**SOURCE MATERIAL**.
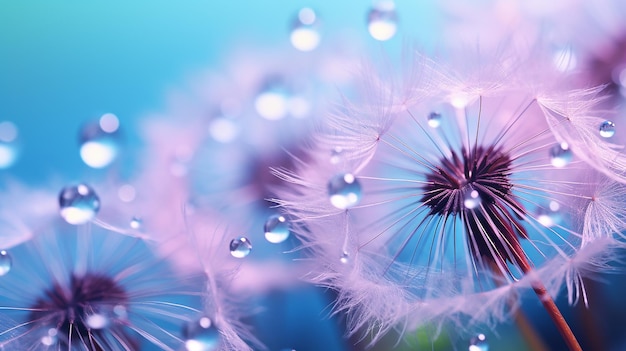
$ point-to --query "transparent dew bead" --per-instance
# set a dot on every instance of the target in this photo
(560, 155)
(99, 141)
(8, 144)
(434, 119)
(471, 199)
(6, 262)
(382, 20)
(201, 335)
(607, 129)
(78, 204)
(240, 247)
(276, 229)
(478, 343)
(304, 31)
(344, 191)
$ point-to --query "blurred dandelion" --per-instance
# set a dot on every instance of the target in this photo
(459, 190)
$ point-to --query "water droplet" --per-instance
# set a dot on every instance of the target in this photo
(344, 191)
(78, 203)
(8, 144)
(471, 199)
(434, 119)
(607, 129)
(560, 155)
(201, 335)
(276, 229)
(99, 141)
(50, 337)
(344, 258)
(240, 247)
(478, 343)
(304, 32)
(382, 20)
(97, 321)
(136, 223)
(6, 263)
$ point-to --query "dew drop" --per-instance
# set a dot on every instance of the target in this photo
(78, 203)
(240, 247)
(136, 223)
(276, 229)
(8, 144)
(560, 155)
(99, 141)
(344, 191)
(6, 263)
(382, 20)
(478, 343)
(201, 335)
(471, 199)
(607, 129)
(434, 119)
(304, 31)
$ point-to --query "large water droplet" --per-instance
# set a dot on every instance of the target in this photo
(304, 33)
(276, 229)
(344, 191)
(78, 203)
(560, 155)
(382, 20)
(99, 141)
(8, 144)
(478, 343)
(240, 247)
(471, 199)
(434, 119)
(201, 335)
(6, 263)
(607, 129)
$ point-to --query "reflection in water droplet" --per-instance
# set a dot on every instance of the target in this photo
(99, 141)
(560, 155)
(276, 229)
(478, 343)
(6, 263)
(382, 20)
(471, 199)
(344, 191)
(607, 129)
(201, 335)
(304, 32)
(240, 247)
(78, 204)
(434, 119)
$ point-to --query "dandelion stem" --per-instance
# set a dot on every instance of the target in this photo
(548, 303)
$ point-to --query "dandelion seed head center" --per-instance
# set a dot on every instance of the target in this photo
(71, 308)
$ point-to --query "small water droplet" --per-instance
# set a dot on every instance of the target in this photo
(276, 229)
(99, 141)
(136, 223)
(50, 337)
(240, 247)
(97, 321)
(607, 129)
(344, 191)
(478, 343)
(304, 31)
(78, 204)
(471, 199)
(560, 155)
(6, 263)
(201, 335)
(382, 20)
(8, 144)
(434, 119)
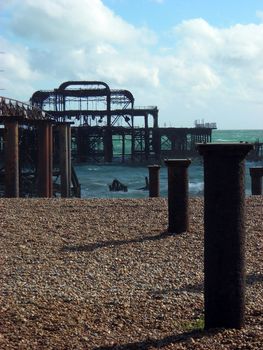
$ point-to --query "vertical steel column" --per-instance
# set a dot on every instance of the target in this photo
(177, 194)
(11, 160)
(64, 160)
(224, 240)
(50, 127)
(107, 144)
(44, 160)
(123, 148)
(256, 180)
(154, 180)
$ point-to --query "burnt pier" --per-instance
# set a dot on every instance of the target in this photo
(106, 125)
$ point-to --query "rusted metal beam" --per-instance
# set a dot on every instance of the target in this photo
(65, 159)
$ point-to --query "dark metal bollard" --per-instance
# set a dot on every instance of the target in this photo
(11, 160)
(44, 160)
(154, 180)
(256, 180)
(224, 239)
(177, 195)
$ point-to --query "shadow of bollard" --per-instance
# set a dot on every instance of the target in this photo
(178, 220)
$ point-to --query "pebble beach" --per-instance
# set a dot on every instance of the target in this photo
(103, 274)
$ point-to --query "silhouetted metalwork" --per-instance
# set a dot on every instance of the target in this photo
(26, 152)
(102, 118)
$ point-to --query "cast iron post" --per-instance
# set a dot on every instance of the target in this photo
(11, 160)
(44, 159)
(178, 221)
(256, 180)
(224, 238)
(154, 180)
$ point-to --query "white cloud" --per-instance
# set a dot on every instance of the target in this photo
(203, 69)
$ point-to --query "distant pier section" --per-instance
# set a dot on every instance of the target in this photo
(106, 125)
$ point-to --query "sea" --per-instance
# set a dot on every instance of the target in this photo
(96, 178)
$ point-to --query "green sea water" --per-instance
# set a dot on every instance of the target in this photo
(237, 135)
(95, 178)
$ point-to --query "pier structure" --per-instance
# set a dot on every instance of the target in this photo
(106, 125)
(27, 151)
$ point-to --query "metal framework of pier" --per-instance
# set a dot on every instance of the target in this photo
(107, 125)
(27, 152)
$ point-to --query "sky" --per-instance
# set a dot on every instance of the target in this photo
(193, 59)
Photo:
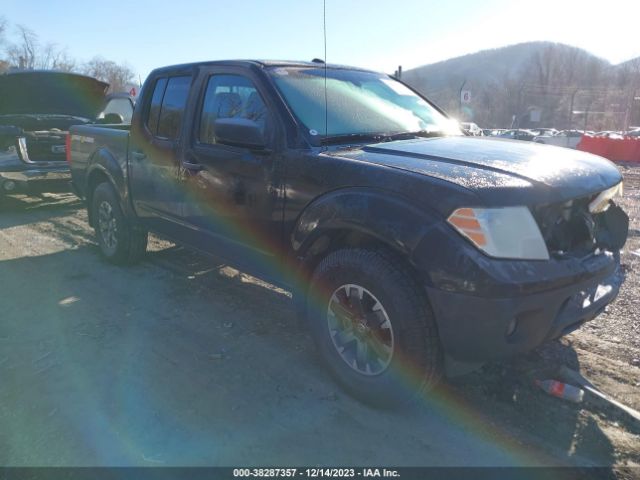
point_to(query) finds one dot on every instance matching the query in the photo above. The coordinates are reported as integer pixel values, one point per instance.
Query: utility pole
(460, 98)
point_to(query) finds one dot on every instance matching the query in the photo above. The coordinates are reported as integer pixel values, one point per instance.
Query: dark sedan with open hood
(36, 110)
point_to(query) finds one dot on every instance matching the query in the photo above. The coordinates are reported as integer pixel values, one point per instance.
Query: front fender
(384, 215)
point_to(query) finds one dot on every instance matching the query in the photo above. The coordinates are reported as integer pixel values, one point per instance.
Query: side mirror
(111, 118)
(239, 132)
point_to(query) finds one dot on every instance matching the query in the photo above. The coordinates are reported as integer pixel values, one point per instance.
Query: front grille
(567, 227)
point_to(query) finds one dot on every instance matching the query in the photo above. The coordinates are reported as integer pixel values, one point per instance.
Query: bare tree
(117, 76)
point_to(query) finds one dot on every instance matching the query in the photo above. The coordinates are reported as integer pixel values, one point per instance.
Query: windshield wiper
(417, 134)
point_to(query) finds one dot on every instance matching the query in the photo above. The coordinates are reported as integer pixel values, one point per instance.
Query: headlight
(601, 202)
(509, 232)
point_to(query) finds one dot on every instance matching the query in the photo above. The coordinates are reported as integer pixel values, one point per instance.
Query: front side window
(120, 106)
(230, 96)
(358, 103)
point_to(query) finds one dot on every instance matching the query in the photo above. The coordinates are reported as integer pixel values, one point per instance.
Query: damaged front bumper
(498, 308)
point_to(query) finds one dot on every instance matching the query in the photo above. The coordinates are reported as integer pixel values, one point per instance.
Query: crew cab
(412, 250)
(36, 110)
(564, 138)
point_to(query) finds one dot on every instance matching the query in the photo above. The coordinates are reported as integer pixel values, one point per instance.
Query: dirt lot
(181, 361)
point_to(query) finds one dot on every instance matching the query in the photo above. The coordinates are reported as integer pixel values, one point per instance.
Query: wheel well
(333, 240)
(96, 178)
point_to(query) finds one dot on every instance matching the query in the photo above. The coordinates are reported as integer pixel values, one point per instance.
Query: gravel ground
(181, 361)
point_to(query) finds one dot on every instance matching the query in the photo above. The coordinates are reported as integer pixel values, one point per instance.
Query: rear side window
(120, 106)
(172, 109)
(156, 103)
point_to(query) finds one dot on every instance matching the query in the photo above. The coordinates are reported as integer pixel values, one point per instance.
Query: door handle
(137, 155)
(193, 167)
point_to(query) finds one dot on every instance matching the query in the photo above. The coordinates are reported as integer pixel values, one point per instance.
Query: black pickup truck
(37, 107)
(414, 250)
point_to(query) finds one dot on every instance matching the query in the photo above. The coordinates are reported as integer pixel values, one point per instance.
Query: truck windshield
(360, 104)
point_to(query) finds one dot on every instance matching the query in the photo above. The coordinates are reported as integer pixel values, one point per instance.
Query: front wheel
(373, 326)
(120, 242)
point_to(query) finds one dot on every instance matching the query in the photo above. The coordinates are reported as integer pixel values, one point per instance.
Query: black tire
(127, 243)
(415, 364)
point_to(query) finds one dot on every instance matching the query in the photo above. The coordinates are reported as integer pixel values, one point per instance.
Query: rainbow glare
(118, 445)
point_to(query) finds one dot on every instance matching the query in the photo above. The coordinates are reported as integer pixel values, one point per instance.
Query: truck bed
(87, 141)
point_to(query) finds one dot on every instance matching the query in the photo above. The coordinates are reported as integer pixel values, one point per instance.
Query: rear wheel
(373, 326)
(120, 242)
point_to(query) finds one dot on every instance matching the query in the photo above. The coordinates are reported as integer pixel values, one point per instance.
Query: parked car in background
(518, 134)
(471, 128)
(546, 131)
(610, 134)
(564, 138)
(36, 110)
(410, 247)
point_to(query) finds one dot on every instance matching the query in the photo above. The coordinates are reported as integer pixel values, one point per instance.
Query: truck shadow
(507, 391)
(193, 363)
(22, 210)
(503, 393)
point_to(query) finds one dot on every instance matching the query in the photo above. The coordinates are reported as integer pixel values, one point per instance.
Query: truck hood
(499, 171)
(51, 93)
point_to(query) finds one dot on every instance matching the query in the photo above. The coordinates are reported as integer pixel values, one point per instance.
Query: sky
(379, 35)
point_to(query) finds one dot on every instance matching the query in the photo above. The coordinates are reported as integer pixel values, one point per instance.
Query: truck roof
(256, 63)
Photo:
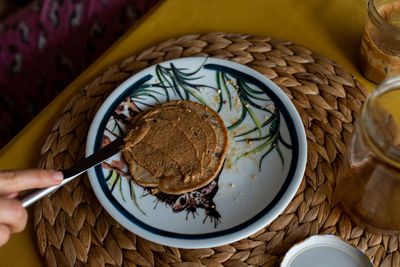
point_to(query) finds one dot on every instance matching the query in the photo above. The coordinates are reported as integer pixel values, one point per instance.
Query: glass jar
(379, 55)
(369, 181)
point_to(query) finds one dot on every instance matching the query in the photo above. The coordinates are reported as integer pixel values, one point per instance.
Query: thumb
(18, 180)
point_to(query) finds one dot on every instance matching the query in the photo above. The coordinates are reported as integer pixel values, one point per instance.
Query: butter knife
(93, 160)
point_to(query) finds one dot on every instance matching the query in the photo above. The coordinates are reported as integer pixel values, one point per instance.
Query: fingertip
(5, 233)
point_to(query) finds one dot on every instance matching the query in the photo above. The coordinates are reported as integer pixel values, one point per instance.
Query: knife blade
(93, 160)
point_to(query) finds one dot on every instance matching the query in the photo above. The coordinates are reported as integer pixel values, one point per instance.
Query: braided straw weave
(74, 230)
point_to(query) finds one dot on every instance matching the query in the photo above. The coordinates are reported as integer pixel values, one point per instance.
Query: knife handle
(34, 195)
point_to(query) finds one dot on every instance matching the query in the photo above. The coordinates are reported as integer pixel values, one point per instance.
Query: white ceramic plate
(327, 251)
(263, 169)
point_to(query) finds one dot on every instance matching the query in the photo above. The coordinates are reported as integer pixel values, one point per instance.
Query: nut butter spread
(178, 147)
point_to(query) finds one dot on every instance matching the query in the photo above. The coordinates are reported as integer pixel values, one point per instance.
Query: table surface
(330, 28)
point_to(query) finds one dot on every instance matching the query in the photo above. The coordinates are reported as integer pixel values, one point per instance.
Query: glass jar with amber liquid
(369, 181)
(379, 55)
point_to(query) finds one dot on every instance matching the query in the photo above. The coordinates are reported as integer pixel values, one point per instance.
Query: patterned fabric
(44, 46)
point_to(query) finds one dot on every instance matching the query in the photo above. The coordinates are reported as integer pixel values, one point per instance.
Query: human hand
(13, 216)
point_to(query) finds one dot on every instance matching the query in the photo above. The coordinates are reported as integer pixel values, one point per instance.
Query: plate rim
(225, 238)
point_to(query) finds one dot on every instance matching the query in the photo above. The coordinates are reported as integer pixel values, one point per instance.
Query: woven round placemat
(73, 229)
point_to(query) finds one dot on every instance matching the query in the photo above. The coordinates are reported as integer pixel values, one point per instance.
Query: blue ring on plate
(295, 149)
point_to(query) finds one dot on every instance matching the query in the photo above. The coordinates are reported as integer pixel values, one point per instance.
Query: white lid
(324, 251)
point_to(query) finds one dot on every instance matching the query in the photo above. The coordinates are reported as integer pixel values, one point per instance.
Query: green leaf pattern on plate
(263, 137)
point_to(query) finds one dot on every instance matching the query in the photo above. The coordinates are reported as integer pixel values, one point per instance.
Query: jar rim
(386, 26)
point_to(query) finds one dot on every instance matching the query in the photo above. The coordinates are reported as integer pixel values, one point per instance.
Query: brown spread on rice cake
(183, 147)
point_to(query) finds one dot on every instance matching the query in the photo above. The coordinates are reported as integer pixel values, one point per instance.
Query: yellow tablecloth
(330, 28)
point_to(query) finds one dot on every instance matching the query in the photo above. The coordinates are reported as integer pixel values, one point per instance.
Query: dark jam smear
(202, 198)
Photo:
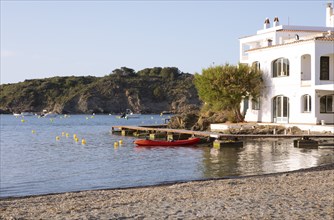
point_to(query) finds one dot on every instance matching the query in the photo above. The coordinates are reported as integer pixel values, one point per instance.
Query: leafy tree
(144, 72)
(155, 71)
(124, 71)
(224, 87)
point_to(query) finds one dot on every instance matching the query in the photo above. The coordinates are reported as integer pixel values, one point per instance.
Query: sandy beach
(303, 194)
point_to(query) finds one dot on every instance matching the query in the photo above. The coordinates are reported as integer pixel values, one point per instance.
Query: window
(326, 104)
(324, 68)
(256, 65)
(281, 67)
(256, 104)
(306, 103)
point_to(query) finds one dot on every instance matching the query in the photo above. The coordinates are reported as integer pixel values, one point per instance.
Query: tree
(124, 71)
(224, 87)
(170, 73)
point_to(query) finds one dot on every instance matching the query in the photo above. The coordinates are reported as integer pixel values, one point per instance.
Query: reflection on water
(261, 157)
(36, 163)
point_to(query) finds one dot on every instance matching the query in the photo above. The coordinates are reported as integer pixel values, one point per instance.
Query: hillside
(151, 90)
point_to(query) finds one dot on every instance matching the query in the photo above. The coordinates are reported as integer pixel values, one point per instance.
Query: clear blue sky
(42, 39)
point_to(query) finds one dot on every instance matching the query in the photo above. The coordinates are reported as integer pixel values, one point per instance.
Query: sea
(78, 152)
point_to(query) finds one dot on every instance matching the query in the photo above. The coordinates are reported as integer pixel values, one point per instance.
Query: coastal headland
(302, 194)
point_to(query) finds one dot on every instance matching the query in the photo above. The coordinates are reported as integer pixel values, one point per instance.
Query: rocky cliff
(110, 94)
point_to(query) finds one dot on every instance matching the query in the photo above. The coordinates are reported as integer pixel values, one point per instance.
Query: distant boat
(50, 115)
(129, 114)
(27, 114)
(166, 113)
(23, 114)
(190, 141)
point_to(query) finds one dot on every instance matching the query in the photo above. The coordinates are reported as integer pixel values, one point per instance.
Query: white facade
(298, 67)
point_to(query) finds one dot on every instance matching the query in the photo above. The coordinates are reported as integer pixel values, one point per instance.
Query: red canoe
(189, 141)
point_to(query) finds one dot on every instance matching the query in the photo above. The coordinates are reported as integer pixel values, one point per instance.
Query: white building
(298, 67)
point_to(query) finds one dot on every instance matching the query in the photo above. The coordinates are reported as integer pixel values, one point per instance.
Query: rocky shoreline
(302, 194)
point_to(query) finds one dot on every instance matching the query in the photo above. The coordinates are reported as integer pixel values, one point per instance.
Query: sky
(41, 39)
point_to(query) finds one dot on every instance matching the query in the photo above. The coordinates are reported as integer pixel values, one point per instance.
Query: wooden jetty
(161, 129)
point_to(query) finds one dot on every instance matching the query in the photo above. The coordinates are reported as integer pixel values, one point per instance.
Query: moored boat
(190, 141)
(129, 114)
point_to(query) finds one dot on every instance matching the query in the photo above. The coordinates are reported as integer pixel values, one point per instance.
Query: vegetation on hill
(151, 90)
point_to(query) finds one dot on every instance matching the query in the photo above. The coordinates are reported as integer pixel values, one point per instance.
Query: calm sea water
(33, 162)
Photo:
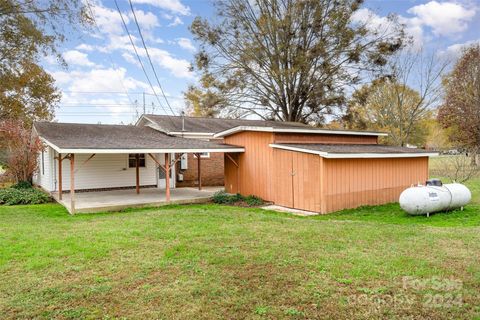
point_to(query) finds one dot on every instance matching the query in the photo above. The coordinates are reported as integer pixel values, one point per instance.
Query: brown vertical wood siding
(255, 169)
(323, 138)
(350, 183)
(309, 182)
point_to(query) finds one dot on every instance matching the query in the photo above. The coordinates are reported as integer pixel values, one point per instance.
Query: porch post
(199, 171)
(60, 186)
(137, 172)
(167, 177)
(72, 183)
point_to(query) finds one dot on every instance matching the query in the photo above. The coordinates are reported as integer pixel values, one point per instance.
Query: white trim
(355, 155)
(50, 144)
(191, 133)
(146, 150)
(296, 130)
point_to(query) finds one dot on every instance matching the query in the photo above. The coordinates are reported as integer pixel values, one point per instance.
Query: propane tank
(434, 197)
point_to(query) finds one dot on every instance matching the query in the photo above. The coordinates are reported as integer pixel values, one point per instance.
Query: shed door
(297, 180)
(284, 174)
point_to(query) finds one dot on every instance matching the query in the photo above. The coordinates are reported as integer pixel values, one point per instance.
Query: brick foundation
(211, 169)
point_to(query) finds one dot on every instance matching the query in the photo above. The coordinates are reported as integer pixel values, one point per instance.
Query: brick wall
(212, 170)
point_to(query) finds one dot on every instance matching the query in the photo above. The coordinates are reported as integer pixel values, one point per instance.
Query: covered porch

**WHAT THE TASK ASKS**. Copy each line from the data that features the string "pier".

**SOLUTION TO THIS TASK**.
$ point-to --query "burnt pier" --per-instance
$ point-to --query "distant pier section" --per-instance
$ point-to --query "pier structure" --per-instance
$ point-to --query "metal framework of pier" --per-instance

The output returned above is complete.